[Text segment]
----
Uncertainty hangs over the U.S.-China trade deal. Other than the 90-day postponement of further tariffs, it’s unclear what was agreed to by Mr. Trump and President Xi Jinping of China at the Group of 20 meeting in Buenos Aires on Saturday. Bloomberg compared the diverging claims from Beijing and Washington, and it seems there’s little agreement between the two sides.

Mr. Trump may have overstated China’s concessions. Michael Pillsbury, the former Pentagon official Mr. Trump has called “probably the leading authority on China,” told Axios that there was concern in China about American reports of concessions that Beijing never agreed to. They include the Chinese “immediately” addressing intellectual property theft, resuming purchases of American agricultural products and cutting car tariffs.

And he continues to be bullish on the prospects for a pact. “The negotiations with China have already started,” Mr. Trump said on Twitter, and those leading the talks will see “whether or not a REAL deal with China is actually possible.” His conclusion: “If it is, we will get it done,” he added. “But if not remember, I am a Tariff Man.”

But China may be starting to make moves. Beijing offered its first acknowledgment of the 90-day deadline, saying it was “confident in implementing” trade commitments to the U.S. “as soon as possible.” Bloomberg notes that China is preparing to import U.S. soybeans and liquefied natural gas. Reuters reports that the Chinese oil trader Unipec plans to resume U.S. crude shipments to China in March. And China announced new punishments for intellectual property theft.
----
[Provided material]

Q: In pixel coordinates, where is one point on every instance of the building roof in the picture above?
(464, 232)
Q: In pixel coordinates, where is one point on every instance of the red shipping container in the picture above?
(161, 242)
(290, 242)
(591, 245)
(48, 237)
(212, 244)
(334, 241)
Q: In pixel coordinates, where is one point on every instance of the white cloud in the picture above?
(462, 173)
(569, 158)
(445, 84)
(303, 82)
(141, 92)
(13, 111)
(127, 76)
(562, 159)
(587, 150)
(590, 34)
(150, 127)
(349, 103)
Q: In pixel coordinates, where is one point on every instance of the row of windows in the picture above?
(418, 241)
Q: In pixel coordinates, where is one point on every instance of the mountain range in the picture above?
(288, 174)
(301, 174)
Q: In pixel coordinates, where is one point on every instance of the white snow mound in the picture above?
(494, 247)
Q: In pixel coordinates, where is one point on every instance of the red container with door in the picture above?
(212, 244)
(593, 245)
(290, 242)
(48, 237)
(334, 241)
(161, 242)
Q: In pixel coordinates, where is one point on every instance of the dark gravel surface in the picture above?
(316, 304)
----
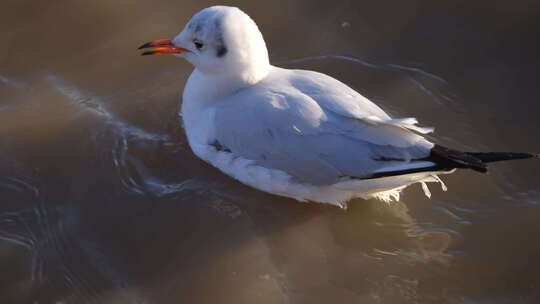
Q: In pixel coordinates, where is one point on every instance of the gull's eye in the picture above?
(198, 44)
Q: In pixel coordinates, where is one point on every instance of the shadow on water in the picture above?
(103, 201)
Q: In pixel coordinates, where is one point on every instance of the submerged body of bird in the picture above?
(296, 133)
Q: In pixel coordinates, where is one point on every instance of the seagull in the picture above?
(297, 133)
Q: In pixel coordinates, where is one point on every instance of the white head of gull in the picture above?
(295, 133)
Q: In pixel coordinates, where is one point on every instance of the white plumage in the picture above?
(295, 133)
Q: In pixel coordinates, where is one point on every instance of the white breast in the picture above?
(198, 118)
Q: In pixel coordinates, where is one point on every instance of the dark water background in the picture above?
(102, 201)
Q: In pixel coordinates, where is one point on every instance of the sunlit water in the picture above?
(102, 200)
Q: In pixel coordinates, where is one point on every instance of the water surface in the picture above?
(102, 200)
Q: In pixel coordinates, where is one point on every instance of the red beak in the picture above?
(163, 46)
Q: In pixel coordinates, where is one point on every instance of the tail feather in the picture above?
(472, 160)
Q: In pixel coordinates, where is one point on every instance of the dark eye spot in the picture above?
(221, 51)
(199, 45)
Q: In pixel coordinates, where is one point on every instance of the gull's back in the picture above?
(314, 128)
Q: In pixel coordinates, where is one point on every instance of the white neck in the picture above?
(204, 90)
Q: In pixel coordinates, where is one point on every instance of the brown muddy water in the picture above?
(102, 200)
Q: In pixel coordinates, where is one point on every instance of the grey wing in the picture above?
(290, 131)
----
[Set task A]
Answer these questions using the passage on the U.S.-China trade deal:
(i) In what city was the Group of 20 meeting held?
(ii) Whom has Mr. Trump called "probably the leading authority on China"?
(iii) In what month does Unipec plan to resume U.S. crude shipments to China?
[Set task B] Reproduce the part of the passage on the U.S.-China trade deal starting at "Uncertainty hangs over" and ending at "the two sides.".
The records were drawn from a separate source.

[Response A]
(i) Buenos Aires
(ii) Michael Pillsbury
(iii) March

[Response B]
Uncertainty hangs over the U.S.-China trade deal. Other than the 90-day postponement of further tariffs, it’s unclear what was agreed to by Mr. Trump and President Xi Jinping of China at the Group of 20 meeting in Buenos Aires on Saturday. Bloomberg compared the diverging claims from Beijing and Washington, and it seems there’s little agreement between the two sides.